*What you are asked to do:*
Copy each entry as written.

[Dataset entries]
● ● ● ● ●

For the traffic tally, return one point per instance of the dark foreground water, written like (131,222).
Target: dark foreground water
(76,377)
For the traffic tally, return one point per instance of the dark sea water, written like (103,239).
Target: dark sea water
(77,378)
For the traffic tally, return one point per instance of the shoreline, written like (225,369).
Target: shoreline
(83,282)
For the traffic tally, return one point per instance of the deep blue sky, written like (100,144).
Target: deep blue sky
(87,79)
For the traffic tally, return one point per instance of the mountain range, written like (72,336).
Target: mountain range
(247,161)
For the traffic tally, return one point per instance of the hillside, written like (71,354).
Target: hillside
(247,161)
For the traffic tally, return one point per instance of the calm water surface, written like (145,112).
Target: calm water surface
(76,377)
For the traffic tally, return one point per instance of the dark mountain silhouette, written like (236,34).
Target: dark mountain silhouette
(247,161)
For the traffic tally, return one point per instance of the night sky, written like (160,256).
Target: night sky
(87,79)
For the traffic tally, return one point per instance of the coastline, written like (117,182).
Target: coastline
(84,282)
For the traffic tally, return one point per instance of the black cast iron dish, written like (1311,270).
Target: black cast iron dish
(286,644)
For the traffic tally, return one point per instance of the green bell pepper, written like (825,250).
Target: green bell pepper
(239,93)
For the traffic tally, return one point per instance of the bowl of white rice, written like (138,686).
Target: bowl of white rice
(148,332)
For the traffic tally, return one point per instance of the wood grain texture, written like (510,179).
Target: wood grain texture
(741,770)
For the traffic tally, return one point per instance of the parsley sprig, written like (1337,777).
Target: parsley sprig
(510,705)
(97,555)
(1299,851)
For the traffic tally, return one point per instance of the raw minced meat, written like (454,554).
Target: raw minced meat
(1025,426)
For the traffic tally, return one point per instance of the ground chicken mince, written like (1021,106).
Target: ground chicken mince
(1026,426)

● ● ● ● ●

*Completed exercise:*
For the traffic tally, return one point per instance of the dark foreground water, written like (131,222).
Target: dark foreground water
(76,377)
For the traffic tally, return one point per instance of the dark sea water, written like (103,239).
Target: dark sea water
(77,378)
For the traffic tally, return one point per instance of the shoreline, written like (225,369).
Target: shoreline
(83,282)
For the traffic tally, return one point per instance of the deep blue sky, written like (100,144).
Target: deep blue sky
(87,79)
For the traffic tally, return one point per instance of the mountain range, written like (72,336).
Target: mountain range
(247,161)
For the traffic tally, return one point per instance of the hillside, written like (71,354).
Target: hillside
(247,161)
For the traffic tally, return one point per instance of the calm water surface, written like (145,112).
Target: calm water surface
(76,377)
For the traffic tally, return one point per instance of the dark mountain silhouette, written like (236,34).
Target: dark mountain silhouette
(247,161)
For the traffic tally, return one point per instance of the night sky, written like (160,256).
Target: night sky
(87,79)
For the traffic tally, return one point per instance of the coastline, written like (117,182).
Target: coastline
(84,282)
For the traffic tally, return one point per instance of the black cast iron dish, written like (1311,270).
Target: black cast iron dish
(286,644)
For the traffic tally, return one point per instance of the green bell pepper, written like (825,250).
Target: green bell pepper
(239,93)
For the traffic tally, return one point per instance of the bowl of white rice, written like (138,686).
Target: bowl of white rice
(148,332)
For the traffic tally, return one point per instance of the wood grain texture, written like (510,179).
Target: wood grain texture
(741,770)
For the traffic tally, return one point per instance of the parsley sprig, written like (1337,777).
Target: parsley sprig
(510,705)
(97,555)
(1299,851)
For the traffic tally, return one point per instance of the raw minced meat, written like (454,554).
Target: raw minced meat
(1025,426)
For the traffic tally, return one point per instance of the ground chicken mince, written like (1021,106).
Target: ground chicken mince
(1026,426)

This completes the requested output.